- Direction A -
Go through the records from their start through the line containing "[[[352,653],[351,786],[445,786],[448,653]]]", and replace "cabinet door" with "kitchen cabinet door", leaving every other part of those lines as it is. Omit the pictures from your answer.

# Need Help With Market Research



## CritterCountry (May 27, 2011)

*Market Research-Questionnaire-Ontario people only*




I need this to start my own pony business and would really appreciate it if you guys would help me out, thanks

* Market Research Questionnaire For Tiny Tail Pony Services*

Please answer n/a if the question does not apply.

Will will only have ponies 12hh and under. (mainly shetlands/minis for leadline)

__________________________________________________ _______________________________

1) a) Do you have any on-site Pony Ride businesses in your area?

b) Are they successful?

2) In the case that there isn't, would you use one if there was?

3) Have you used a pony ride business in the past?

4) Would you use one again?

5) What was the average cost of the pony ride per half hour/ hour?

6) Would you pay for a photo of the pony ride?

7) What would you expect to pay for said photo?

8) Would you be willing to have your child wear a helmet?

9) Do you own any horses or ponies?

10) Do you keep them at home?

11) What are they used for?

12) Would you board your mini/pony out if you could no longer keep them at your residence or bought one but had nowhere to keep it?

13) Do you think if you had a pregnant mare that you have enough experience to raise a foal on your own?

14) Would you be more comfortable letting someone else raise the foal for you?

15) What would you expect to pay for basic foal training?

16) What would you expect to pay for a month of foal training including board?

17) Would you pay to have someone else back and break your pony for you?

18) What would you expect to pay for a month of training including board?

19) Would you like to introduce your child to horses if they aren't already?

20) Would you pay to have your child gain hands on knowledge and theory taught to them on horse and pony care?

21) What would you expect to pay for a three hour session?

22) Would you like your child to spend 5 hours a day in summer 3-5 days a week, at day camp, learning, playing games and riding ponies?

23) What would you expect to pay for 3 days? 7 Days?

24) How far would you drive for any of these services?

25) What type of product would make you more interested in the business?

26) Do your kids share the same passion for horses/ponies as you do?


----------



## tifflunn (May 31, 2011)

1) a) Do you have any on-site Pony Ride businesses in your area? Some where in the vacinity.

b) Are they successful? Seem to be

2) In the case that there isn't, would you use one if there was? I think one or possible we have 2 not sure if the second one is still in business

3) Have you used a pony ride business in the past? no

4) Would you use one again?

N/A

5) What was the average cost of the pony ride per half hour/ hour? dont know

6) Would you pay for a photo of the pony ride? I wouldn't have plenty of them here my self- but see people doing this

7) What would you expect to pay for said photo? $5.00?

8) Would you be willing to have your child wear a helmet? always

9) Do you own any horses or ponies? yep

10) Do you keep them at home? Yep

11) What are they used for? Show, fun, pets

12) Would you board your mini/pony out if you could no longer keep them at your residence or bought one but had nowhere to keep it? not sure- its pretty expensive for a mini last time I checked around

13) Do you think if you had a pregnant mare that you have enough experience to raise a foal on your own? well have done three and thats enough for me

14) Would you be more comfortable letting someone else raise the foal for you? no not raise it but maybe foal out?

- Supplied entries -
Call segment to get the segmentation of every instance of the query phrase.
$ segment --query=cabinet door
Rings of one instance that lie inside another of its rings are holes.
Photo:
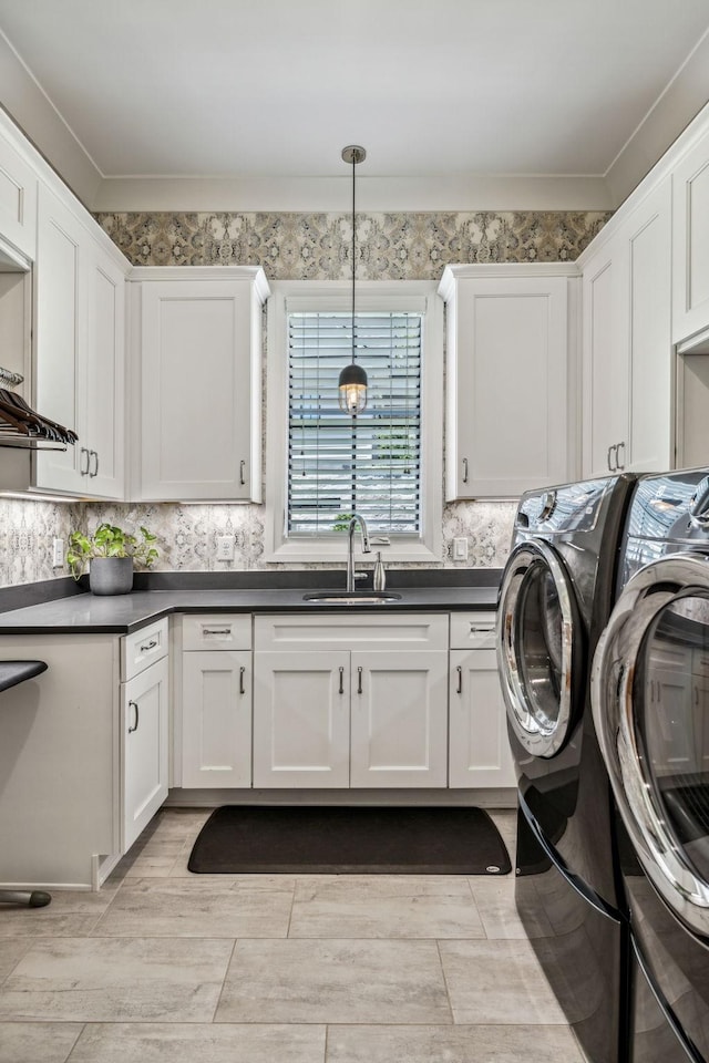
[[[254,786],[349,786],[350,654],[254,654]]]
[[[167,658],[122,689],[121,850],[125,853],[167,797]]]
[[[251,784],[251,654],[183,653],[182,785]]]
[[[449,786],[516,786],[494,650],[452,650]]]
[[[37,174],[0,135],[0,236],[30,259],[37,254]]]
[[[672,342],[709,328],[709,135],[672,173]]]
[[[629,287],[630,433],[620,464],[633,472],[672,468],[671,189],[655,189],[623,227]]]
[[[142,497],[260,502],[250,282],[141,287]]]
[[[80,438],[65,451],[38,453],[35,483],[38,487],[71,493],[85,489],[79,469],[80,457],[88,457],[79,394],[86,342],[86,290],[82,278],[85,239],[85,229],[75,215],[40,186],[34,271],[37,409],[76,431]]]
[[[511,497],[568,478],[567,350],[565,277],[458,280],[446,498]]]
[[[626,256],[617,237],[584,267],[582,467],[587,477],[617,472],[628,446]]]
[[[352,653],[351,786],[445,786],[448,653]]]
[[[88,357],[81,374],[83,489],[103,498],[124,491],[125,275],[102,248],[86,247]],[[81,456],[81,450],[80,450]]]

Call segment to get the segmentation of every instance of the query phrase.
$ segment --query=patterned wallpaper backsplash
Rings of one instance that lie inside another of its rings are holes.
[[[449,262],[573,261],[609,215],[603,211],[471,211],[358,215],[358,278],[438,280]],[[99,223],[136,266],[261,266],[271,280],[351,276],[351,219],[341,214],[103,214]],[[1,455],[0,455],[1,460]],[[504,565],[514,503],[443,509],[446,568]],[[0,587],[52,579],[52,540],[101,520],[144,524],[160,539],[157,571],[273,568],[263,560],[261,506],[56,504],[0,499]],[[234,535],[234,561],[215,561],[216,536]],[[454,537],[469,543],[453,561]],[[279,566],[285,567],[285,566]],[[305,566],[298,566],[305,567]]]
[[[347,280],[351,216],[100,214],[134,266],[261,266],[269,280]],[[449,262],[573,261],[599,210],[357,215],[360,280],[438,280]]]

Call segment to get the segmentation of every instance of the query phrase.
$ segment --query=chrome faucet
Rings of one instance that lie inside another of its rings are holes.
[[[348,530],[348,541],[347,541],[347,590],[354,590],[354,525],[359,524],[359,529],[362,536],[362,554],[371,554],[371,548],[369,546],[369,532],[367,530],[367,522],[364,517],[360,516],[359,513],[353,513],[350,518],[349,530]]]

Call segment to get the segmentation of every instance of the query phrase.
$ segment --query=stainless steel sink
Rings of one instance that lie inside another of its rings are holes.
[[[348,591],[326,590],[314,595],[304,595],[304,601],[310,601],[315,606],[381,606],[388,601],[400,601],[401,595],[393,591],[371,591],[354,590]]]

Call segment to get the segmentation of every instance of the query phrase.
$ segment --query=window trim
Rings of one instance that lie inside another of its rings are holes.
[[[443,303],[433,281],[358,281],[358,310],[423,310],[421,371],[422,535],[397,536],[381,549],[386,561],[435,564],[443,545]],[[343,561],[343,536],[289,539],[285,534],[288,460],[287,308],[350,310],[346,281],[273,281],[267,310],[266,526],[268,563]]]

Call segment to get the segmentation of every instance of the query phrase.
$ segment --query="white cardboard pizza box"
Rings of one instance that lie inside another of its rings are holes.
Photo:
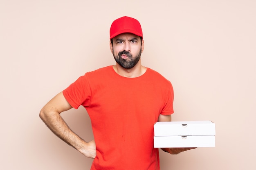
[[[215,124],[210,121],[157,122],[155,148],[215,146]]]

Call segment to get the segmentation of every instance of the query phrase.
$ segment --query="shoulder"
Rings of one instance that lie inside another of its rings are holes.
[[[171,83],[171,82],[165,77],[163,76],[161,74],[150,68],[147,68],[147,72],[148,75],[155,80],[160,81],[161,82],[166,82],[167,83]]]

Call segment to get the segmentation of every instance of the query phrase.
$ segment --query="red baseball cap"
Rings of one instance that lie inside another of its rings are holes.
[[[142,30],[140,24],[136,19],[129,17],[123,17],[113,22],[110,29],[110,39],[123,33],[129,33],[142,37]]]

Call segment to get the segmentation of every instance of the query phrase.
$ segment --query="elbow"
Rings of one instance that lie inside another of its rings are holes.
[[[43,108],[39,112],[39,117],[44,122],[45,122],[46,116]]]

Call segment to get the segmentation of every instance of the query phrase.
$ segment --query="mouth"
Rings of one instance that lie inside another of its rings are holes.
[[[121,55],[120,57],[123,59],[126,59],[128,58],[129,58],[128,57],[127,57],[127,55],[125,54]]]

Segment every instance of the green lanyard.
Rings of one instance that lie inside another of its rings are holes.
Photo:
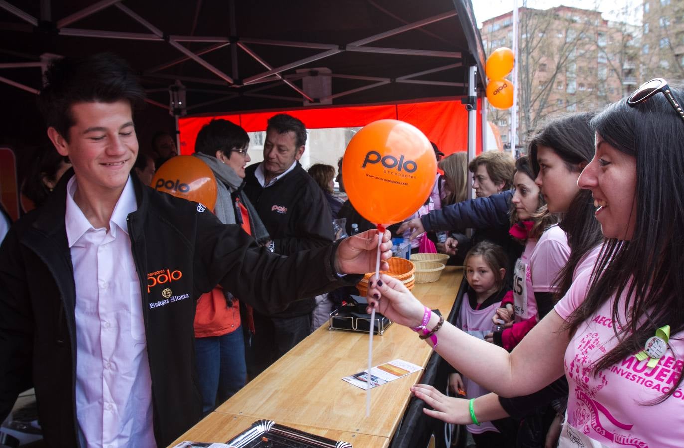
[[[646,365],[653,368],[668,350],[668,340],[670,339],[670,326],[663,325],[655,331],[655,336],[648,338],[644,350],[637,353],[636,359],[642,361],[648,359]]]

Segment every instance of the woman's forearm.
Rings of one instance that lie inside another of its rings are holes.
[[[433,314],[428,325],[433,328]],[[568,346],[564,321],[555,311],[542,320],[512,352],[489,344],[445,322],[436,333],[436,351],[462,374],[502,397],[535,392],[564,373]],[[429,341],[430,339],[427,339]],[[525,381],[521,381],[524,378]]]

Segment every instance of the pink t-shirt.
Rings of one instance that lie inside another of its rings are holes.
[[[555,290],[553,281],[568,258],[568,236],[557,225],[549,227],[538,240],[527,240],[513,276],[516,322],[536,316],[534,293]]]
[[[555,311],[564,319],[584,300],[590,277],[588,270],[580,272],[556,304]],[[614,300],[611,297],[593,318],[579,326],[566,350],[569,425],[564,429],[564,436],[585,440],[585,446],[595,440],[608,446],[681,447],[684,440],[681,388],[659,404],[642,404],[667,393],[676,382],[684,365],[684,333],[670,335],[672,350],[668,348],[653,369],[646,366],[648,360],[640,362],[630,356],[596,376],[591,371],[592,365],[617,345],[611,318]],[[624,301],[621,297],[618,306],[622,322]]]
[[[468,299],[468,293],[464,293],[461,309],[458,313],[458,322],[461,330],[477,339],[484,340],[484,335],[492,331],[492,318],[499,306],[501,306],[501,303],[495,303],[481,309],[473,309]],[[466,398],[477,398],[489,393],[489,391],[475,381],[462,375],[461,375],[461,378],[463,380],[463,387],[466,391]],[[466,425],[466,426],[468,431],[473,434],[482,434],[485,431],[499,432],[494,425],[488,421],[483,421],[480,426],[474,424]]]
[[[525,244],[525,251],[515,264],[513,271],[513,307],[515,321],[521,322],[537,315],[537,300],[532,288],[532,272],[529,259],[532,257],[538,240],[529,239]]]
[[[553,281],[568,258],[568,236],[557,225],[552,225],[539,238],[529,260],[534,292],[555,292]]]
[[[589,269],[590,272],[591,272],[591,270],[594,268],[594,265],[596,264],[596,260],[598,260],[598,255],[601,255],[601,251],[603,247],[603,244],[601,243],[598,246],[595,246],[594,249],[584,254],[584,256],[577,263],[577,266],[575,266],[575,272],[573,272],[573,281],[577,279],[577,276],[583,270]]]

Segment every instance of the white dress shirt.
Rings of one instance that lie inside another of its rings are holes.
[[[155,447],[152,389],[127,216],[137,209],[128,182],[109,221],[95,229],[67,186],[66,236],[76,283],[76,415],[83,445]]]
[[[296,166],[297,166],[297,160],[295,160],[294,162],[292,163],[292,165],[290,165],[289,168],[286,169],[285,171],[280,173],[274,178],[271,179],[271,180],[267,184],[266,173],[263,170],[263,162],[262,162],[259,164],[259,165],[256,167],[256,169],[254,170],[254,177],[256,178],[256,180],[259,181],[259,183],[261,185],[261,186],[263,186],[263,188],[266,188],[267,186],[271,186],[272,185],[275,184],[278,179],[280,179],[285,175],[289,173],[291,171],[294,169],[295,167]]]

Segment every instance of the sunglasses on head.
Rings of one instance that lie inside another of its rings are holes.
[[[640,103],[644,102],[659,92],[663,92],[665,98],[668,99],[668,102],[672,105],[674,111],[679,115],[679,117],[684,121],[684,111],[682,110],[681,106],[679,105],[679,103],[677,102],[677,100],[672,96],[667,81],[662,78],[653,78],[650,81],[647,81],[642,84],[627,98],[627,104],[633,107]]]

- Direction B -
In the pony market research thread, what is the height limit for the ponies the planned business will have?

- Exercise answer A -
Call segment to get the segmentation of every instance of the query phrase.
$ segment --query=kitchen cabinet door
Rings of one instance that lie inside another of its rings are holes.
Photo:
[[[254,786],[349,786],[350,654],[254,654]]]
[[[167,658],[122,689],[121,850],[125,853],[167,797]]]
[[[251,784],[251,654],[183,653],[182,785]]]
[[[449,786],[516,786],[494,650],[452,650]]]
[[[37,174],[0,135],[0,236],[30,259],[37,254]]]
[[[672,342],[709,328],[709,135],[672,173]]]
[[[629,287],[630,433],[620,464],[633,472],[672,468],[671,189],[655,189],[623,227]]]
[[[142,497],[260,502],[250,282],[141,287]]]
[[[80,438],[65,451],[38,453],[35,483],[38,487],[71,493],[85,489],[79,469],[80,457],[88,457],[79,394],[86,342],[86,290],[82,278],[85,239],[85,229],[75,215],[40,186],[34,271],[37,409],[76,431]]]
[[[511,497],[568,478],[567,350],[565,277],[458,280],[446,498]]]
[[[626,256],[617,237],[584,267],[582,467],[587,477],[617,472],[628,446]]]
[[[352,653],[351,786],[445,786],[448,653]]]

- Exercise answer B -
12hh and under.